┌─ Data
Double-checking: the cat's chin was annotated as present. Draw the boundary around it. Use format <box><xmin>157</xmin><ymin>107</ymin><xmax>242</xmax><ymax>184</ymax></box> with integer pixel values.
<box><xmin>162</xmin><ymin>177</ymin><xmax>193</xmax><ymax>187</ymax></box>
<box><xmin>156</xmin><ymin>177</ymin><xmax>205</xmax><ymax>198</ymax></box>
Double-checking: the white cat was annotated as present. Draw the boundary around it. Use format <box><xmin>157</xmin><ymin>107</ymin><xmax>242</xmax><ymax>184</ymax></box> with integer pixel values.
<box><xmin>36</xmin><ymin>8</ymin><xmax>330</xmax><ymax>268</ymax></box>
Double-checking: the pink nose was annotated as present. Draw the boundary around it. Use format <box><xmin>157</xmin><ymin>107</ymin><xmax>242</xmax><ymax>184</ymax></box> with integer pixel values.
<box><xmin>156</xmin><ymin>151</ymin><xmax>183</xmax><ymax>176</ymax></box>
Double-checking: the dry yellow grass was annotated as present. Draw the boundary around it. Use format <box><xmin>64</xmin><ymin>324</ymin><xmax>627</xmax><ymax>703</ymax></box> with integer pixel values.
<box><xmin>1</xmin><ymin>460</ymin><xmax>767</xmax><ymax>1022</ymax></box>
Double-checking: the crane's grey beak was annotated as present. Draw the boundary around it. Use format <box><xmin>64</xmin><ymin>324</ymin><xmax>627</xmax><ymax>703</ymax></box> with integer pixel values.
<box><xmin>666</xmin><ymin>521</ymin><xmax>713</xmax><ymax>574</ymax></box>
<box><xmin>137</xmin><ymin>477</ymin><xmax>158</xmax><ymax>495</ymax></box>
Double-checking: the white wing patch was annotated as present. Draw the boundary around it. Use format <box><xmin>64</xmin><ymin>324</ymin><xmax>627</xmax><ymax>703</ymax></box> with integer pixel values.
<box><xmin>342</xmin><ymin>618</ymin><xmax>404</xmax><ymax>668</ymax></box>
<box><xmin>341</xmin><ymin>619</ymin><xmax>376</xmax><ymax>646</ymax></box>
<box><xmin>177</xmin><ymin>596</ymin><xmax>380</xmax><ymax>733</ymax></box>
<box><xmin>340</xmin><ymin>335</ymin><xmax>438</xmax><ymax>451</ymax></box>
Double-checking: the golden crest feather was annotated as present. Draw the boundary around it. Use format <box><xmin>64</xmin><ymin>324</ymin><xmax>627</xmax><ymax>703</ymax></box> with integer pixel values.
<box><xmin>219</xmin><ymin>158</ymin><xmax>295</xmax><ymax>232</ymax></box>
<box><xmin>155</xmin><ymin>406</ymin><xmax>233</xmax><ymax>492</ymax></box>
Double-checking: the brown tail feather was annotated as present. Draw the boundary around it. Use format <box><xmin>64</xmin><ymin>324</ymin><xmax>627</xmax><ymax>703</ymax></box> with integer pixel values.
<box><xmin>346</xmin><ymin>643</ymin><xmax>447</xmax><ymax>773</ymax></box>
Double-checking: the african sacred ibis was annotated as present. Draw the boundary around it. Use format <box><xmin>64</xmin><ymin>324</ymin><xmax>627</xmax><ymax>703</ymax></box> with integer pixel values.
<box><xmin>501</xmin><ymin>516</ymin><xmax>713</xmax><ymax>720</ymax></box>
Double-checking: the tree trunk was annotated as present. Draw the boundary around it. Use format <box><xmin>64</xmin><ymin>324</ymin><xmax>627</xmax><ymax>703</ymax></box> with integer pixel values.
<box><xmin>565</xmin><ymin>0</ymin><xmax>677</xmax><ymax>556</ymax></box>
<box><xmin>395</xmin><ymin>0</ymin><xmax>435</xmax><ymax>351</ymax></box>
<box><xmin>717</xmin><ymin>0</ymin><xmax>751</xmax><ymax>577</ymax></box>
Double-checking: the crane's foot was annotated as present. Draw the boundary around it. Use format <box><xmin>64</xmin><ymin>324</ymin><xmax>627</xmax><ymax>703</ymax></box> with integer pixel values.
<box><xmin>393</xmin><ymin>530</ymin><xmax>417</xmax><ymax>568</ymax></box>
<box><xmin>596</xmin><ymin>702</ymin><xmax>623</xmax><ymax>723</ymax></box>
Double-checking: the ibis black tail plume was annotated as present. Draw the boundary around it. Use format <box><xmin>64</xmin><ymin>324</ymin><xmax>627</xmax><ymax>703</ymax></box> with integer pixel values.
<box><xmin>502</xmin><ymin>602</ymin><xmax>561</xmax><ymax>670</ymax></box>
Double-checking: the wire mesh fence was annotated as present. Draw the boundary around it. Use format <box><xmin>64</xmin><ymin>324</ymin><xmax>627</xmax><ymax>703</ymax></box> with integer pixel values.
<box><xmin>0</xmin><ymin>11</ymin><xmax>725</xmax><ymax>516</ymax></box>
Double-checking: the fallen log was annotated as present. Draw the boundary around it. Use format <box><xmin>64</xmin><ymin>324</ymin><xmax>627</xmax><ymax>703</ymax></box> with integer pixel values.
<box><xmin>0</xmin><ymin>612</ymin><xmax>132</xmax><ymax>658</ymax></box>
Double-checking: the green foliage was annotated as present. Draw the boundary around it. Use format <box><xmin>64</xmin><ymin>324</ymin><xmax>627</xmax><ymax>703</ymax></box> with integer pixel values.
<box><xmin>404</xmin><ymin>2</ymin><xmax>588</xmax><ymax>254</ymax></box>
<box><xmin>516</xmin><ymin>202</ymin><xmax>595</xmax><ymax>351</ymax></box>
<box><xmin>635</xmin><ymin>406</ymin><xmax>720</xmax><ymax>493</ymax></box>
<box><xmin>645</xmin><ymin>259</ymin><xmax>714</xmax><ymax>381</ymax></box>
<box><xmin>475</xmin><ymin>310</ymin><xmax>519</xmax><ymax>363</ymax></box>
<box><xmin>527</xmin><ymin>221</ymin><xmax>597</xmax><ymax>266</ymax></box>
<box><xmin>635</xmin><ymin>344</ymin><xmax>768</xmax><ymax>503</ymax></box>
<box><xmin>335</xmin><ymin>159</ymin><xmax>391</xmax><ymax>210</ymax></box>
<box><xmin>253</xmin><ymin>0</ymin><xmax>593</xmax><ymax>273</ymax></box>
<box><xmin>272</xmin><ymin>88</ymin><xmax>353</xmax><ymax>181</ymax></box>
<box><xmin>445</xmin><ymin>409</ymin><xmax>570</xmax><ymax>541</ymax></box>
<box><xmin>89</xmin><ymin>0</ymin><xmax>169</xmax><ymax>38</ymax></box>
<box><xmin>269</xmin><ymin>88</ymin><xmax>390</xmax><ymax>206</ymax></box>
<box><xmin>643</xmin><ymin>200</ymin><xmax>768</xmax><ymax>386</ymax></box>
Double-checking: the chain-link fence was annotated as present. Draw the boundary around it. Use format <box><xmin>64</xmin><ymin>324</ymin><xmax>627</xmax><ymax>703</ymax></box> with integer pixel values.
└─
> **Exercise requirements**: Each line of the material above needs to be returned exactly as written.

> **Response area**:
Double-checking: the cat's chin was annotated as present. Draw the boundary around it. Use format <box><xmin>157</xmin><ymin>107</ymin><xmax>242</xmax><ymax>184</ymax></box> with integer pixel values.
<box><xmin>162</xmin><ymin>177</ymin><xmax>193</xmax><ymax>187</ymax></box>
<box><xmin>156</xmin><ymin>177</ymin><xmax>205</xmax><ymax>198</ymax></box>
Double-checking: the white cat was annotated as present. Draw the boundary around it. Use format <box><xmin>157</xmin><ymin>107</ymin><xmax>242</xmax><ymax>184</ymax></box> with integer pixel values.
<box><xmin>36</xmin><ymin>8</ymin><xmax>330</xmax><ymax>268</ymax></box>
Double-checking: the pink nose was annotated as present. Draw the boundary around it. Use format <box><xmin>157</xmin><ymin>107</ymin><xmax>242</xmax><ymax>184</ymax></box> with integer pixel values.
<box><xmin>156</xmin><ymin>151</ymin><xmax>183</xmax><ymax>176</ymax></box>
Double-checking: the dry yellow grass was annotated as present. Draw the boundary around it. Use format <box><xmin>64</xmin><ymin>324</ymin><xmax>627</xmax><ymax>703</ymax></box> with integer pixel values.
<box><xmin>1</xmin><ymin>460</ymin><xmax>767</xmax><ymax>1022</ymax></box>
Double-checking: the crane's grey beak was annotated as present. Draw the boundary around it. Use format <box><xmin>64</xmin><ymin>324</ymin><xmax>627</xmax><ymax>703</ymax></box> with integer pixel values.
<box><xmin>666</xmin><ymin>521</ymin><xmax>713</xmax><ymax>574</ymax></box>
<box><xmin>137</xmin><ymin>477</ymin><xmax>158</xmax><ymax>495</ymax></box>
Double-checking: the white wing patch was annotated as present. Draw the boundary around it. Use format <box><xmin>64</xmin><ymin>324</ymin><xmax>627</xmax><ymax>703</ymax></box> with integer pixel values.
<box><xmin>342</xmin><ymin>618</ymin><xmax>404</xmax><ymax>668</ymax></box>
<box><xmin>341</xmin><ymin>619</ymin><xmax>376</xmax><ymax>646</ymax></box>
<box><xmin>177</xmin><ymin>596</ymin><xmax>380</xmax><ymax>733</ymax></box>
<box><xmin>340</xmin><ymin>335</ymin><xmax>438</xmax><ymax>451</ymax></box>
Double-checking: the golden crest feather was annotated as present. Draw the boundary around it. Use format <box><xmin>64</xmin><ymin>324</ymin><xmax>627</xmax><ymax>703</ymax></box> with integer pixel values.
<box><xmin>219</xmin><ymin>158</ymin><xmax>295</xmax><ymax>232</ymax></box>
<box><xmin>155</xmin><ymin>406</ymin><xmax>233</xmax><ymax>492</ymax></box>
Double-checking: the brown tail feather was annotated as present. Draw the boundary around it. Use format <box><xmin>64</xmin><ymin>324</ymin><xmax>627</xmax><ymax>703</ymax></box> with integer pixel values.
<box><xmin>346</xmin><ymin>643</ymin><xmax>447</xmax><ymax>773</ymax></box>
Double-checking: the african sacred ibis was annotated as present. Draw the boundary around it. Use format <box><xmin>64</xmin><ymin>324</ymin><xmax>627</xmax><ymax>703</ymax></box> with integer pixel values.
<box><xmin>501</xmin><ymin>516</ymin><xmax>713</xmax><ymax>720</ymax></box>
Double-checking: the tree trunk was annotated as present. Draw the boundary around it. Use format <box><xmin>64</xmin><ymin>324</ymin><xmax>627</xmax><ymax>703</ymax></box> with integer pixel values.
<box><xmin>565</xmin><ymin>0</ymin><xmax>677</xmax><ymax>556</ymax></box>
<box><xmin>395</xmin><ymin>0</ymin><xmax>435</xmax><ymax>351</ymax></box>
<box><xmin>717</xmin><ymin>0</ymin><xmax>751</xmax><ymax>577</ymax></box>
Double-checking: the crane's foot was annotated as present. Draw the boundary around it. Use format <box><xmin>64</xmin><ymin>324</ymin><xmax>627</xmax><ymax>703</ymax></box> with integer pixel values.
<box><xmin>393</xmin><ymin>530</ymin><xmax>417</xmax><ymax>568</ymax></box>
<box><xmin>596</xmin><ymin>702</ymin><xmax>623</xmax><ymax>723</ymax></box>
Double-checking: the ibis black tail plume was annotated as present. Draw the boundary around it. Use format <box><xmin>64</xmin><ymin>324</ymin><xmax>627</xmax><ymax>703</ymax></box> with integer pixel values.
<box><xmin>502</xmin><ymin>602</ymin><xmax>561</xmax><ymax>670</ymax></box>
Double-checking: the wire mesh fence was annotated as present. Draw the boundary around it. Use format <box><xmin>64</xmin><ymin>324</ymin><xmax>627</xmax><ymax>703</ymax></box> with integer pixel values.
<box><xmin>0</xmin><ymin>11</ymin><xmax>725</xmax><ymax>516</ymax></box>
Double-checking: the fallen log was annotated as present. Draw the boundary around it. Use format <box><xmin>64</xmin><ymin>324</ymin><xmax>627</xmax><ymax>703</ymax></box> with integer pixel values.
<box><xmin>0</xmin><ymin>612</ymin><xmax>132</xmax><ymax>658</ymax></box>
Double-checking: the green foliage was annotated as present. Draw the boundary around it. Use format <box><xmin>64</xmin><ymin>324</ymin><xmax>627</xmax><ymax>703</ymax></box> with integer pixel values.
<box><xmin>404</xmin><ymin>2</ymin><xmax>588</xmax><ymax>254</ymax></box>
<box><xmin>516</xmin><ymin>202</ymin><xmax>595</xmax><ymax>351</ymax></box>
<box><xmin>635</xmin><ymin>406</ymin><xmax>720</xmax><ymax>493</ymax></box>
<box><xmin>645</xmin><ymin>259</ymin><xmax>714</xmax><ymax>381</ymax></box>
<box><xmin>475</xmin><ymin>310</ymin><xmax>519</xmax><ymax>363</ymax></box>
<box><xmin>527</xmin><ymin>221</ymin><xmax>597</xmax><ymax>266</ymax></box>
<box><xmin>635</xmin><ymin>344</ymin><xmax>768</xmax><ymax>503</ymax></box>
<box><xmin>335</xmin><ymin>159</ymin><xmax>391</xmax><ymax>210</ymax></box>
<box><xmin>253</xmin><ymin>0</ymin><xmax>593</xmax><ymax>273</ymax></box>
<box><xmin>272</xmin><ymin>88</ymin><xmax>353</xmax><ymax>181</ymax></box>
<box><xmin>445</xmin><ymin>409</ymin><xmax>570</xmax><ymax>541</ymax></box>
<box><xmin>89</xmin><ymin>0</ymin><xmax>169</xmax><ymax>38</ymax></box>
<box><xmin>269</xmin><ymin>88</ymin><xmax>390</xmax><ymax>206</ymax></box>
<box><xmin>643</xmin><ymin>200</ymin><xmax>768</xmax><ymax>386</ymax></box>
Double-checking: the chain-link fence was annotated as present. Draw the boundary around it. Use format <box><xmin>64</xmin><ymin>324</ymin><xmax>627</xmax><ymax>703</ymax></box> with integer pixel values.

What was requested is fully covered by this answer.